INPUT DATA
+---+
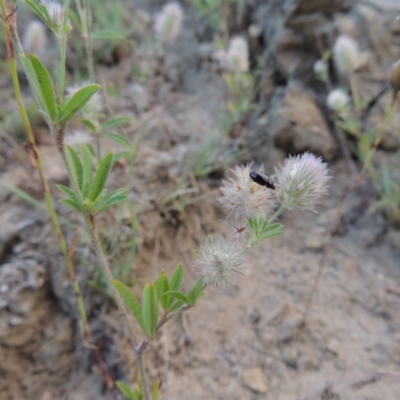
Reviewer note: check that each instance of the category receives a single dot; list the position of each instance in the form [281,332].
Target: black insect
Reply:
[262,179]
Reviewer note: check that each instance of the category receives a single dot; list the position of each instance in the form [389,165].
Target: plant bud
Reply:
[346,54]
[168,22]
+---+
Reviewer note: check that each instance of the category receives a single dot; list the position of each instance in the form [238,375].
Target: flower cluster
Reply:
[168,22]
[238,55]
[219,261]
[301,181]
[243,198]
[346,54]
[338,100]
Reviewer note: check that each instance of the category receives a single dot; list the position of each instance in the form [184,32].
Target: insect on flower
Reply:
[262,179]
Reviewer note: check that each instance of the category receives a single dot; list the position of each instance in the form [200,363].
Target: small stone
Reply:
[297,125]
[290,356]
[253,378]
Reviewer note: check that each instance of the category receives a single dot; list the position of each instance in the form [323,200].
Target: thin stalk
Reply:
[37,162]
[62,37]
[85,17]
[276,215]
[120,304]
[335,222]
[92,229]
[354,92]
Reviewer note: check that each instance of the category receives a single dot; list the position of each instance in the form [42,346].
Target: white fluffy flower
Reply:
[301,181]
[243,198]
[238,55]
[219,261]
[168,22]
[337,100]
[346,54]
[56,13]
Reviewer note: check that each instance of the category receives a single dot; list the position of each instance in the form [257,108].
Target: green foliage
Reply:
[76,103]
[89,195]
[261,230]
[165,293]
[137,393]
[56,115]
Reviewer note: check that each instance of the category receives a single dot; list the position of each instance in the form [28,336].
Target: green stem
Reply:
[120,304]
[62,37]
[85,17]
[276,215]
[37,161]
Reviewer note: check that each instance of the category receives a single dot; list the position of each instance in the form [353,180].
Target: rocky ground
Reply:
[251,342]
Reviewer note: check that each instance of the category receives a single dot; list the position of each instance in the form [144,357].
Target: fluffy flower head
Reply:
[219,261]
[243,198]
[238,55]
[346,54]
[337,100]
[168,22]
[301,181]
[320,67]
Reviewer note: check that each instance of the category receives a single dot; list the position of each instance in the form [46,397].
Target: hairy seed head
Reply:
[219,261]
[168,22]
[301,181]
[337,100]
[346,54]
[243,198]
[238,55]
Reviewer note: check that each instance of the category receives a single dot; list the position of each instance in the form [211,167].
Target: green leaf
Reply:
+---+
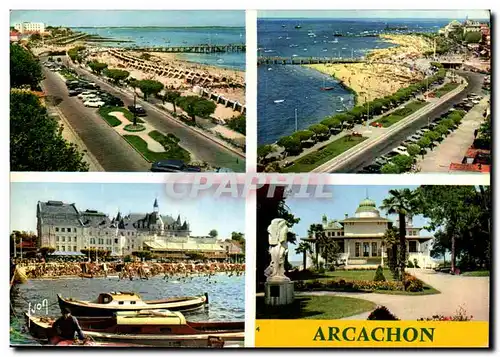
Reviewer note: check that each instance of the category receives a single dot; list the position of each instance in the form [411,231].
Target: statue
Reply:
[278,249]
+---+
GOAL
How many lines in the listing above contain the word "flower"? Case counts, and your reply should be the number alone.

TASK OUTPUT
4